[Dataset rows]
*-*-*

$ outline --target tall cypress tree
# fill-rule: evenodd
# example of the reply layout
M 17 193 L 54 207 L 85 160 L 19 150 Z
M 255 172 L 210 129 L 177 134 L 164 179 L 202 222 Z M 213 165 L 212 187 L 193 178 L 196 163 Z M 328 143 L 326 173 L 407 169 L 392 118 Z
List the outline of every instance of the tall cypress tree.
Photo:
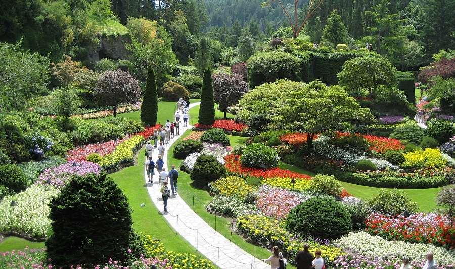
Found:
M 208 66 L 205 68 L 202 78 L 201 105 L 199 106 L 198 122 L 203 125 L 210 125 L 215 123 L 215 100 L 213 84 L 212 83 L 212 71 Z
M 144 124 L 153 126 L 156 124 L 158 116 L 158 91 L 155 70 L 149 66 L 147 70 L 147 82 L 144 93 L 144 100 L 141 105 L 141 120 Z

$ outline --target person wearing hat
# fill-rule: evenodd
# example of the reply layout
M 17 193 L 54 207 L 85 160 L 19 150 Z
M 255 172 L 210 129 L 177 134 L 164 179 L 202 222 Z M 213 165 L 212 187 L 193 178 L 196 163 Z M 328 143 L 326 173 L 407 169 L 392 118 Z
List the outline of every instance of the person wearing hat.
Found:
M 152 156 L 152 153 L 153 152 L 153 147 L 150 143 L 150 141 L 147 141 L 147 145 L 146 145 L 146 156 L 149 157 Z

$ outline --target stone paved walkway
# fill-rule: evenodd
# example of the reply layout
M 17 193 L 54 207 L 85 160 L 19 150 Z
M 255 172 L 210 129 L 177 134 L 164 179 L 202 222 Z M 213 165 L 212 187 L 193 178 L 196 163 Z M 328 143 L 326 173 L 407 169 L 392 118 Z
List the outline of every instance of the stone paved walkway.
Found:
M 190 105 L 190 108 L 199 104 L 200 102 L 191 104 Z M 174 119 L 169 119 L 171 121 Z M 183 119 L 180 119 L 180 121 L 183 122 Z M 193 122 L 193 119 L 190 119 L 189 124 L 191 122 Z M 187 129 L 191 129 L 192 127 L 192 126 L 183 127 L 183 124 L 181 124 L 180 133 L 183 134 Z M 167 154 L 172 154 L 168 152 L 168 149 L 174 141 L 179 137 L 179 135 L 175 136 L 173 139 L 171 139 L 169 143 L 165 144 L 166 150 L 163 158 L 164 160 L 163 167 L 166 168 L 166 172 L 170 168 L 170 164 L 175 164 L 176 166 L 179 164 L 168 165 Z M 153 141 L 152 142 L 153 144 Z M 154 161 L 158 159 L 157 150 L 153 151 L 152 156 Z M 179 172 L 183 172 L 179 171 Z M 208 259 L 211 260 L 215 265 L 217 265 L 219 268 L 226 269 L 270 268 L 269 264 L 261 261 L 261 259 L 267 258 L 268 257 L 256 258 L 235 244 L 231 243 L 229 239 L 226 239 L 215 231 L 194 213 L 178 194 L 171 195 L 167 202 L 168 212 L 163 212 L 163 205 L 161 198 L 161 193 L 160 192 L 160 187 L 158 178 L 155 170 L 153 184 L 148 183 L 147 172 L 144 171 L 144 181 L 147 185 L 149 194 L 157 208 L 159 209 L 157 210 L 161 213 L 162 217 L 164 217 L 187 241 Z M 163 213 L 164 214 L 163 214 Z

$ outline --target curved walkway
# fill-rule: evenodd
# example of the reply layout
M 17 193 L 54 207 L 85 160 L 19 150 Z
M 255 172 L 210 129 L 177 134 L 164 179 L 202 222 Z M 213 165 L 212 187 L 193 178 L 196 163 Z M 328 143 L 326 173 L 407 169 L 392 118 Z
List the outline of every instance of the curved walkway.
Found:
M 200 102 L 191 104 L 190 108 L 200 104 Z M 191 119 L 190 119 L 190 122 Z M 183 120 L 181 120 L 183 121 Z M 180 133 L 183 134 L 187 129 L 191 129 L 192 127 L 190 125 L 183 127 L 181 125 Z M 166 153 L 163 158 L 164 160 L 164 167 L 168 167 L 167 154 L 169 154 L 168 151 L 169 147 L 179 137 L 180 135 L 176 135 L 173 139 L 171 139 L 169 143 L 165 144 Z M 152 154 L 154 161 L 158 159 L 158 151 L 154 150 Z M 166 171 L 168 171 L 168 169 L 166 169 Z M 162 217 L 166 219 L 185 240 L 218 267 L 226 269 L 270 268 L 270 265 L 262 262 L 261 260 L 239 248 L 207 224 L 193 212 L 178 194 L 171 195 L 167 202 L 168 211 L 163 212 L 160 187 L 157 180 L 158 178 L 158 177 L 155 174 L 153 183 L 148 183 L 147 171 L 144 170 L 144 181 L 149 194 L 157 208 L 159 208 Z

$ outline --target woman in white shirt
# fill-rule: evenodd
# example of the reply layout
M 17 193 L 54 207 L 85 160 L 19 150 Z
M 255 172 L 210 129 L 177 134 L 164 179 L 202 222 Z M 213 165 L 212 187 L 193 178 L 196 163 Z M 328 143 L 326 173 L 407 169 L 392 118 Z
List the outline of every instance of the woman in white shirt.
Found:
M 321 250 L 317 250 L 314 252 L 316 258 L 313 260 L 313 264 L 311 267 L 315 269 L 322 269 L 324 266 L 324 260 L 321 257 Z
M 272 250 L 274 251 L 273 255 L 270 256 L 266 260 L 262 259 L 262 261 L 264 262 L 268 262 L 270 261 L 270 269 L 278 269 L 280 268 L 280 259 L 283 258 L 283 254 L 280 252 L 280 250 L 278 249 L 278 247 L 277 246 L 274 246 Z

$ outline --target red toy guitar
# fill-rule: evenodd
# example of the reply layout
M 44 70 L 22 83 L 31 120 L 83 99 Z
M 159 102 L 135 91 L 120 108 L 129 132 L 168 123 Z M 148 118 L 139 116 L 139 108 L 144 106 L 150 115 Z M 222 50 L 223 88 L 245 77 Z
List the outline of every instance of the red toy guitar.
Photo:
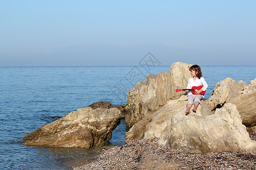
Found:
M 202 87 L 204 86 L 193 86 L 192 89 L 176 89 L 176 92 L 179 92 L 181 91 L 185 91 L 187 90 L 188 90 L 189 91 L 191 91 L 193 95 L 195 95 L 195 93 L 199 90 L 200 90 L 202 88 Z M 203 95 L 205 94 L 205 91 L 202 91 L 200 94 L 201 95 Z

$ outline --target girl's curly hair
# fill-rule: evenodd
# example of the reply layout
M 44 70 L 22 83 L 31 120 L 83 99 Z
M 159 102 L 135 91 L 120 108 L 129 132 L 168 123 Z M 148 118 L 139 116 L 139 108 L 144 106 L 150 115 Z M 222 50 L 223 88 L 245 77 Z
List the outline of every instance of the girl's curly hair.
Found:
M 195 65 L 189 67 L 189 71 L 194 70 L 196 72 L 196 76 L 200 79 L 203 75 L 202 72 L 201 71 L 201 68 L 199 65 Z

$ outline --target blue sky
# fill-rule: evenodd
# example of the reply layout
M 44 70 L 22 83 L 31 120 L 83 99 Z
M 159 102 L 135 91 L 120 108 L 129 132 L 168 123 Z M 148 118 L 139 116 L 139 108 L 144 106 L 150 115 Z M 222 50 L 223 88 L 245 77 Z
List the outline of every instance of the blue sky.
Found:
M 0 66 L 255 65 L 255 1 L 0 0 Z

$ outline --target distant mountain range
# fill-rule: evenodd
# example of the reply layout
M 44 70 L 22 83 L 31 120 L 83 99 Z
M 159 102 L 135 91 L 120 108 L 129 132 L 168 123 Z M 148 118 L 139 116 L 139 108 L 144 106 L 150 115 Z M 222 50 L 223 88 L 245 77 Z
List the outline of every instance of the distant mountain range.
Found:
M 204 51 L 160 44 L 118 46 L 98 44 L 68 46 L 49 54 L 38 54 L 22 58 L 18 56 L 0 56 L 0 66 L 139 65 L 139 61 L 148 52 L 157 58 L 161 65 L 170 65 L 176 61 L 201 65 L 238 65 L 236 62 L 239 60 L 227 56 L 214 56 Z M 255 59 L 254 60 L 250 63 L 255 63 Z M 240 65 L 246 65 L 246 63 L 243 62 Z

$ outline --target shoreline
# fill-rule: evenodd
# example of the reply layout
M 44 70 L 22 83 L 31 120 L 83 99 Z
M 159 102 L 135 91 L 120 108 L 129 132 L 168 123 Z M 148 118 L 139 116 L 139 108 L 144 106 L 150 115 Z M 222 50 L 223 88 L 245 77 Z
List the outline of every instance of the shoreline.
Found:
M 256 126 L 251 131 L 250 137 L 256 141 Z M 196 154 L 159 146 L 158 140 L 125 142 L 73 169 L 252 169 L 256 165 L 256 151 Z

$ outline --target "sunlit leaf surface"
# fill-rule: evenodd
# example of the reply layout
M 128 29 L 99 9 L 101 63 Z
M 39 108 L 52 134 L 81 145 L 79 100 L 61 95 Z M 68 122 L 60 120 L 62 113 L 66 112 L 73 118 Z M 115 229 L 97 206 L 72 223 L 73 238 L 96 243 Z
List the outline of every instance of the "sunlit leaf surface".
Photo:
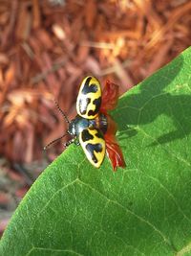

*-*-*

What to do |
Rewrite everything from the start of the records down to the line containing "M 144 124 L", replacing "tall cypress tree" with "narrow cypress tree" and changing nothing else. Leave the pictures out of your answer.

The output |
$ outline --target narrow cypress tree
# fill-rule: evenodd
# example of the reply layout
M 17 193 L 54 207 L 85 160 L 19 150 Z
M 255 172 L 210 129 L 177 134 L 164 179 L 202 222 Z M 213 165 L 212 187 L 193 178 L 196 163 Z M 328 143 L 326 173 L 407 169 L 392 118 Z
List the outline of every instance of the narrow cypress tree.
Photo:
Found:
M 208 66 L 205 68 L 202 78 L 201 105 L 199 106 L 198 122 L 203 125 L 210 125 L 215 123 L 215 100 L 213 84 L 212 83 L 212 71 Z
M 144 124 L 153 126 L 156 124 L 158 116 L 158 91 L 155 70 L 149 66 L 147 70 L 147 82 L 144 93 L 144 100 L 141 105 L 141 120 Z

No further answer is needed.